= Raw listing =

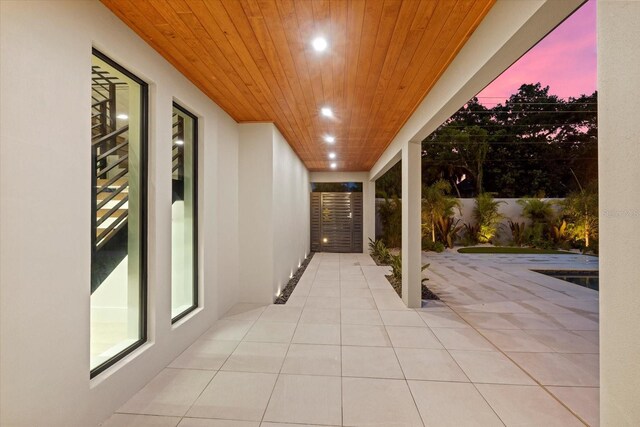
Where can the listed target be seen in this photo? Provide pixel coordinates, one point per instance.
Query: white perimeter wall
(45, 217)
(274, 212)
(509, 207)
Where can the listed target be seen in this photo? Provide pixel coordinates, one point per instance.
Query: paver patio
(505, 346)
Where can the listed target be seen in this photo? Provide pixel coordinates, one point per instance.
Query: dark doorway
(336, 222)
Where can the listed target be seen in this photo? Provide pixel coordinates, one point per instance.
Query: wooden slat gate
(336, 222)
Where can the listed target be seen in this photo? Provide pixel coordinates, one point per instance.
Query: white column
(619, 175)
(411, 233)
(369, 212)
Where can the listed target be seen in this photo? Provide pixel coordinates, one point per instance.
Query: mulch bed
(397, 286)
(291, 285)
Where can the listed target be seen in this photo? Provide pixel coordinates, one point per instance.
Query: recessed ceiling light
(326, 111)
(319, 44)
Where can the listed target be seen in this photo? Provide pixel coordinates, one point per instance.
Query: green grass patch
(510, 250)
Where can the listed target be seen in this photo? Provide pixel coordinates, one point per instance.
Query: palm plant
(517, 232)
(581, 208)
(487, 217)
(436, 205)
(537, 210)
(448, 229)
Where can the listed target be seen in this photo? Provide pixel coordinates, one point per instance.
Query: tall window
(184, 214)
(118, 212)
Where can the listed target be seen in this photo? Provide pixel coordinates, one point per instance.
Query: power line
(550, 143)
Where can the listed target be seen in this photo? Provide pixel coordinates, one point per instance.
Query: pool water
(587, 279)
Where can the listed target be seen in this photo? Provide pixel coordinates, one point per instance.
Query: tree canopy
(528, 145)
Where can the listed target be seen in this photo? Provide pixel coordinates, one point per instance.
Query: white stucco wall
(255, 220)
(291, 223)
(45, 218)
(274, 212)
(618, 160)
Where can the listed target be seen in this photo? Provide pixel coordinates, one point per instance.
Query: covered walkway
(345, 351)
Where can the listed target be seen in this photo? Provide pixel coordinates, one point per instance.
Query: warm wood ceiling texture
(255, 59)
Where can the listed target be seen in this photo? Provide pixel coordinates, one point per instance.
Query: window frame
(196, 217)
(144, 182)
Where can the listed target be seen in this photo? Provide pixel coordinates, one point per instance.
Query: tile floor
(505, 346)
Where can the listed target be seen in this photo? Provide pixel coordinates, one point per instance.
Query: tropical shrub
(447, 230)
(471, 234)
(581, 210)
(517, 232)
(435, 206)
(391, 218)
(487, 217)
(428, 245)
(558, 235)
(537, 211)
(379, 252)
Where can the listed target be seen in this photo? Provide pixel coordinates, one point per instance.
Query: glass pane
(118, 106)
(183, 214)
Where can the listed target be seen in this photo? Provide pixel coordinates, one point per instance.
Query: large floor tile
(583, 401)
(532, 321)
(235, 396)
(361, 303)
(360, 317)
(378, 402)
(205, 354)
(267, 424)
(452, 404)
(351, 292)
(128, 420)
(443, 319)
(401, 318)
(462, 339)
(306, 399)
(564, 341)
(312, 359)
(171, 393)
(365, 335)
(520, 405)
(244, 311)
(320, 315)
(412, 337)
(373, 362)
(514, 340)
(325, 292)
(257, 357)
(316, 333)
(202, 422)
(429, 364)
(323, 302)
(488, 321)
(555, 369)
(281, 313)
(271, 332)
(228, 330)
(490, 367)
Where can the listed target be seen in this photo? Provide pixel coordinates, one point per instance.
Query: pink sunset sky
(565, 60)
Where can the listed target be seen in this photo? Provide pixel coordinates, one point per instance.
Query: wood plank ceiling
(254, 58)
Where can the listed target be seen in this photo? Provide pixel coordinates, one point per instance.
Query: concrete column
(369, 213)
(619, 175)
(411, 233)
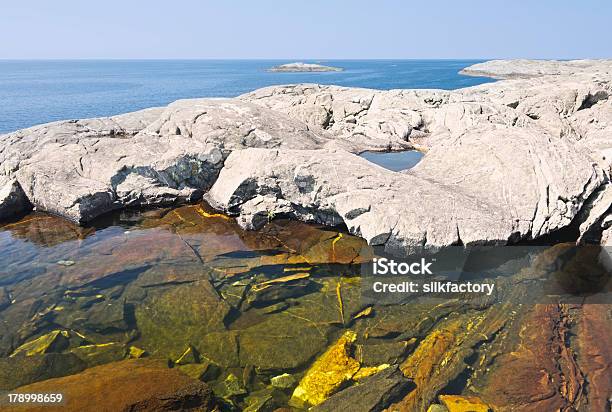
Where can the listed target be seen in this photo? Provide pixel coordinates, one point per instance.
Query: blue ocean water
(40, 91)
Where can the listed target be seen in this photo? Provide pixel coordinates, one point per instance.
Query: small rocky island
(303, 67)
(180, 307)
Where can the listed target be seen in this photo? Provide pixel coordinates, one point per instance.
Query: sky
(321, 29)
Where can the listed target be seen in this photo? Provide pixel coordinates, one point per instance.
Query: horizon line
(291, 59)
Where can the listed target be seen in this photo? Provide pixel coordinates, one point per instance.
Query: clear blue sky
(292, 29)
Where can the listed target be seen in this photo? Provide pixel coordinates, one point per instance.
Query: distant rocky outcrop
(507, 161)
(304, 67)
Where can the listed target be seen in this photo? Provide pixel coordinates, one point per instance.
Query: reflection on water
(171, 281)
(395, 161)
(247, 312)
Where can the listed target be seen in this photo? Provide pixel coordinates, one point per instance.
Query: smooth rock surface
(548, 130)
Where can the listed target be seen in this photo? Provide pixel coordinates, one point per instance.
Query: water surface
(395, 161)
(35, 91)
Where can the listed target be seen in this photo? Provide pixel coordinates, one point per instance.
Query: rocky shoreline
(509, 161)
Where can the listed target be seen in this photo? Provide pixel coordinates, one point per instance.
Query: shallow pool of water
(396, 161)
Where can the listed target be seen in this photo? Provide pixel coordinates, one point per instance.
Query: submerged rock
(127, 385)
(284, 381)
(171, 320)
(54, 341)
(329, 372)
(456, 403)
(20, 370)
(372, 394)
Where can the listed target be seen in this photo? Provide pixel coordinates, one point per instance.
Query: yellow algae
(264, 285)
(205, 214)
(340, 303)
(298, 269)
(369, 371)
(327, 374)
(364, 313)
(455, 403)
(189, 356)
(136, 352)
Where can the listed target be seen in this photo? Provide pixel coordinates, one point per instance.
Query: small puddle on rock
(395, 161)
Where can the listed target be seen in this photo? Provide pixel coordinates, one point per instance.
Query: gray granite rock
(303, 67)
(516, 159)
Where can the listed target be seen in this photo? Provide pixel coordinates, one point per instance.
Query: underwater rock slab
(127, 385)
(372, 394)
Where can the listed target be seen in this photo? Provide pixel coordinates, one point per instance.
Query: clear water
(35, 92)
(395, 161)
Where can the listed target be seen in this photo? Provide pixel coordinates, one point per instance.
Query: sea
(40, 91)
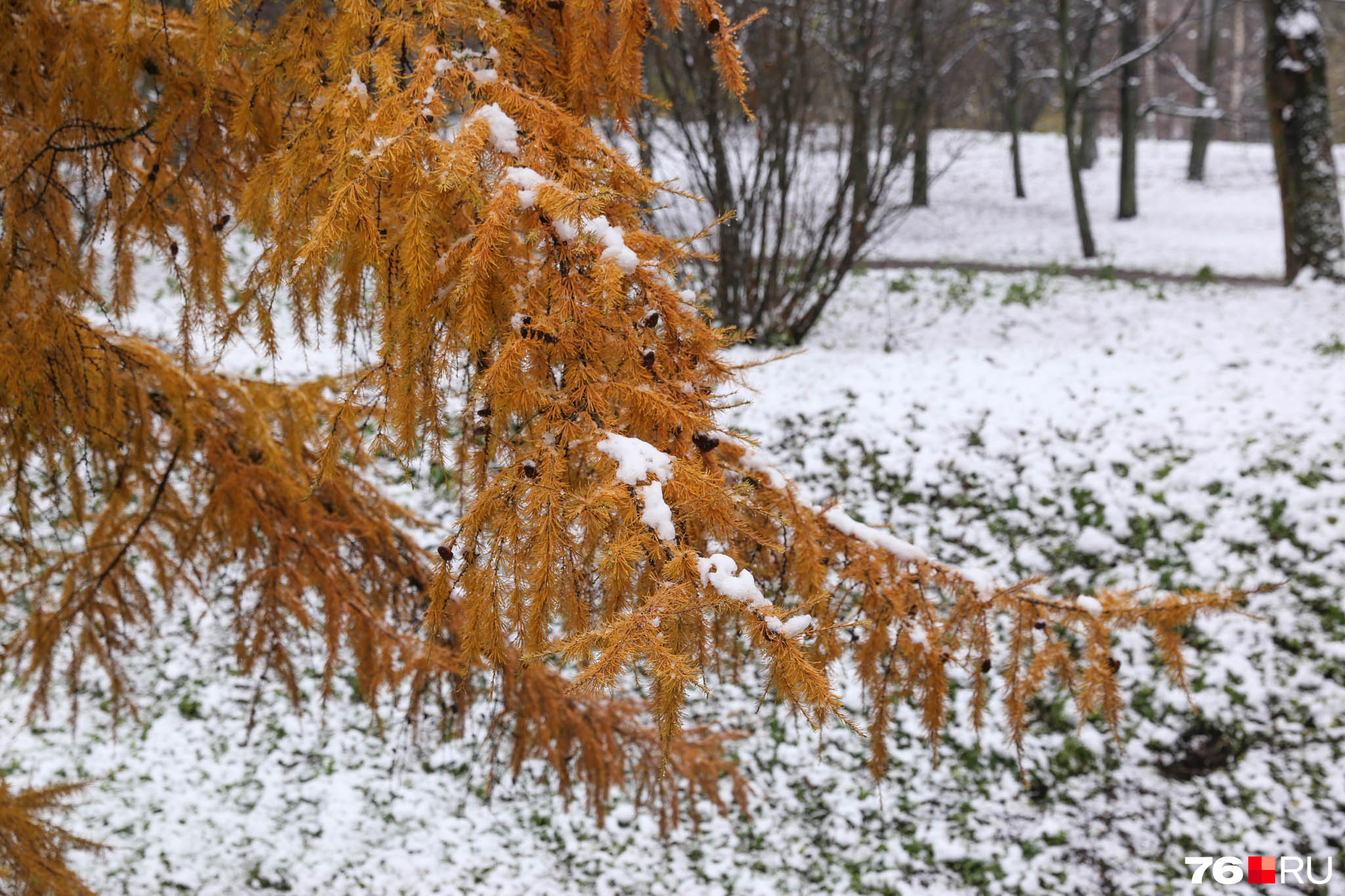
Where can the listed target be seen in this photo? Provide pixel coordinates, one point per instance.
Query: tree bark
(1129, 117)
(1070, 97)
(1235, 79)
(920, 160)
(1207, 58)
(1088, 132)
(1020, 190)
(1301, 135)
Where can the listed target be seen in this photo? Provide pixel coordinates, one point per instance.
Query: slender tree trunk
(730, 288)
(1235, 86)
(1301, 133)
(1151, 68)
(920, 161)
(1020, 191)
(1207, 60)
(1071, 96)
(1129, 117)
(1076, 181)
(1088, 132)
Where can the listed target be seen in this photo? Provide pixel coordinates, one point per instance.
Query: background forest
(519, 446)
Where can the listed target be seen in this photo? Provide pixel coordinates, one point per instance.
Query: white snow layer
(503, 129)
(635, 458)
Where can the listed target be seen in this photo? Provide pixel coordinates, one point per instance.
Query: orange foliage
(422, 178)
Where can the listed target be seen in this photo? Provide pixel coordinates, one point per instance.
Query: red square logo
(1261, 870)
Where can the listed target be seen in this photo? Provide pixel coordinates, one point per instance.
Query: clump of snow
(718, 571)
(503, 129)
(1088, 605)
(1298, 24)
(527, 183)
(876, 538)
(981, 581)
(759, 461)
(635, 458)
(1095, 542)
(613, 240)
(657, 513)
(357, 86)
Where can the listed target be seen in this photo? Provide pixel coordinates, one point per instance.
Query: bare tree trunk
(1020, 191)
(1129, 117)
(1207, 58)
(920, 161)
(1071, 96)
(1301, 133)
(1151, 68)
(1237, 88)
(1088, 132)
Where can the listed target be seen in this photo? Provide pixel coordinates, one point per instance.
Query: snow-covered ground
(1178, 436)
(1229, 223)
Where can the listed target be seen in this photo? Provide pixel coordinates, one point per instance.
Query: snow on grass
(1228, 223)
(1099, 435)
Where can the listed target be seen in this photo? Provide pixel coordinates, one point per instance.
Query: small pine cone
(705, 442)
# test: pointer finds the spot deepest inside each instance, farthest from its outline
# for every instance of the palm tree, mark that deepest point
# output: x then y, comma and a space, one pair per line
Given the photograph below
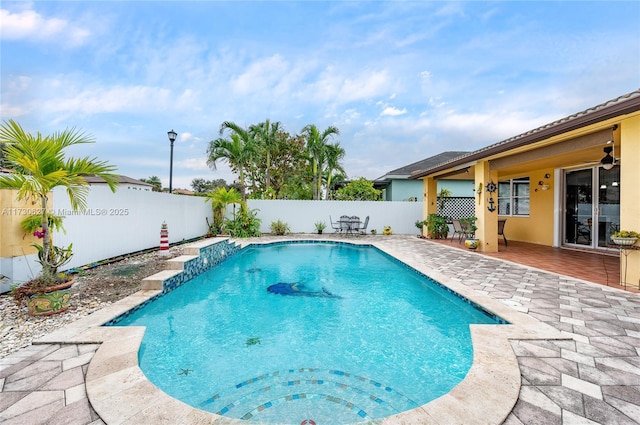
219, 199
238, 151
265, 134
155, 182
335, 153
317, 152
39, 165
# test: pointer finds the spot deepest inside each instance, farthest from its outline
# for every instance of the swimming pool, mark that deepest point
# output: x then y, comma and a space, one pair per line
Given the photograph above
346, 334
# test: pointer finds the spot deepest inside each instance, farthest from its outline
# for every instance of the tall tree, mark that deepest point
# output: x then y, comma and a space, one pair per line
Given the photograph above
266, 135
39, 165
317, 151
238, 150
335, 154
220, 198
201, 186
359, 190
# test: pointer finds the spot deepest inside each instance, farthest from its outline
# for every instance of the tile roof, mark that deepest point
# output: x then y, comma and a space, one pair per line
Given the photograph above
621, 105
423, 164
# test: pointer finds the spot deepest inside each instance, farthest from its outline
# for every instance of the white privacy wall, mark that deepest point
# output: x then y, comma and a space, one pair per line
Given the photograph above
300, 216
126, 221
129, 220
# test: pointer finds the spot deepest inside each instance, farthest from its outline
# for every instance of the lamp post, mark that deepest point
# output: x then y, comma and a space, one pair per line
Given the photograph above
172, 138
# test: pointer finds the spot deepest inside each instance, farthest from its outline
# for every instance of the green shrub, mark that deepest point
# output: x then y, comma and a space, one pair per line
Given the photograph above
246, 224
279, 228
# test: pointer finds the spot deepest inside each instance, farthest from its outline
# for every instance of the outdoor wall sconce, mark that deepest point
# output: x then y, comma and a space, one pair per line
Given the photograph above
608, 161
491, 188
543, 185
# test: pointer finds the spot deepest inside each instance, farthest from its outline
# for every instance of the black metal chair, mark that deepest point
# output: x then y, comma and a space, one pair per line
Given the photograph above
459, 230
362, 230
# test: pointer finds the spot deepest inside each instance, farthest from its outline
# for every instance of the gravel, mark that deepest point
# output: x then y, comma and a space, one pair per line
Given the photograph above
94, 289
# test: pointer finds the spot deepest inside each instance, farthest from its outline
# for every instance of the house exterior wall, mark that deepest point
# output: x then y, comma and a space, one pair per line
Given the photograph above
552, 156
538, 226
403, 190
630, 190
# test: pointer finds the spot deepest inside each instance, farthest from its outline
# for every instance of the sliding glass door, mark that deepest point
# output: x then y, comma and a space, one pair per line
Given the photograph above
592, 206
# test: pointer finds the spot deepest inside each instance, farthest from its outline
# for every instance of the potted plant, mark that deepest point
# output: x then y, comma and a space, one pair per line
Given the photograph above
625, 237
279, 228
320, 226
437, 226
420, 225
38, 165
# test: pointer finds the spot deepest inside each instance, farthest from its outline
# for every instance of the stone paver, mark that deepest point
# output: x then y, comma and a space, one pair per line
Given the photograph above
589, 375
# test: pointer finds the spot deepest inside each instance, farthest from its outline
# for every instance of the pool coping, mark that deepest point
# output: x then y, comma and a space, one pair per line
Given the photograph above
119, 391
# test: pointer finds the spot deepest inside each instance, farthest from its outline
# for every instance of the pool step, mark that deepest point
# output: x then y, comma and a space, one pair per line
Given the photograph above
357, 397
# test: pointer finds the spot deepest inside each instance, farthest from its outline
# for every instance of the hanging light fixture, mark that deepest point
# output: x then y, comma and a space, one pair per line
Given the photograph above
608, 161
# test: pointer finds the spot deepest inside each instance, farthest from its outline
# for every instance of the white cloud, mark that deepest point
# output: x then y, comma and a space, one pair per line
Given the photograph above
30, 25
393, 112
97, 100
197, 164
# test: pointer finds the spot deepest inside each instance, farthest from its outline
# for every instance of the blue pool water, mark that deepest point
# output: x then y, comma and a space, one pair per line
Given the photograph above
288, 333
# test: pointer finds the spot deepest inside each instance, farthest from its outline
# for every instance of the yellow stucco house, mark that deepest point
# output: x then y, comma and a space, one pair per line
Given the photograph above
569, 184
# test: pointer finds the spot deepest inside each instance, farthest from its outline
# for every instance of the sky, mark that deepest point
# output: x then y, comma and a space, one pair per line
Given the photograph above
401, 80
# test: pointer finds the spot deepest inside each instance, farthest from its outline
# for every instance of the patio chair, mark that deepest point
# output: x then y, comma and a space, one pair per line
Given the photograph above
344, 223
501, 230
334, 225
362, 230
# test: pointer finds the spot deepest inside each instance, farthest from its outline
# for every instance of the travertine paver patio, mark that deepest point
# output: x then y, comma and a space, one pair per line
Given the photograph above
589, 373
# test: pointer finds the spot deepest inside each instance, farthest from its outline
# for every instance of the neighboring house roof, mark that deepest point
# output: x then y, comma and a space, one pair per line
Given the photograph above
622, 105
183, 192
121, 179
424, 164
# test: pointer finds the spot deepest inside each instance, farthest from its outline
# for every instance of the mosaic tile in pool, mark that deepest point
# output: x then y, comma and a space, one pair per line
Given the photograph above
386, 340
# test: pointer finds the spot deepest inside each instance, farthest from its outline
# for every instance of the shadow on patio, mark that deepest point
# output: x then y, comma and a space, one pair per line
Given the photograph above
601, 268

= Given request =
From the listing above, show every line that contains the string "rocky". Case counts.

= Completed exercise =
Query: small rocky island
Query: distant rocky outcrop
Query: rocky shoreline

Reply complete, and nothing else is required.